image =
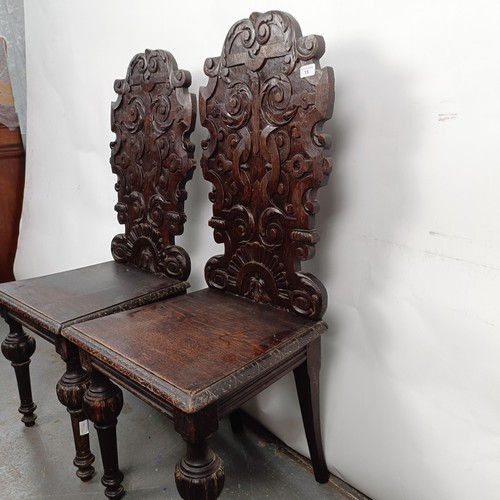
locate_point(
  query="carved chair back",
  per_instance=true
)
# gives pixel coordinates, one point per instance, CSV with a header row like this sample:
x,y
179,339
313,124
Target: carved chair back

........

YOUR OBJECTIVE » Exact copy, no images: rewrite the entire listing above.

EXPECTED OUTPUT »
image =
locate_point(
  query="carved chair back",
  per_instance=true
)
# gives pixel coordinates, one point per instance, CSV with a header row like this sample:
x,y
179,339
313,124
Target: carved chair back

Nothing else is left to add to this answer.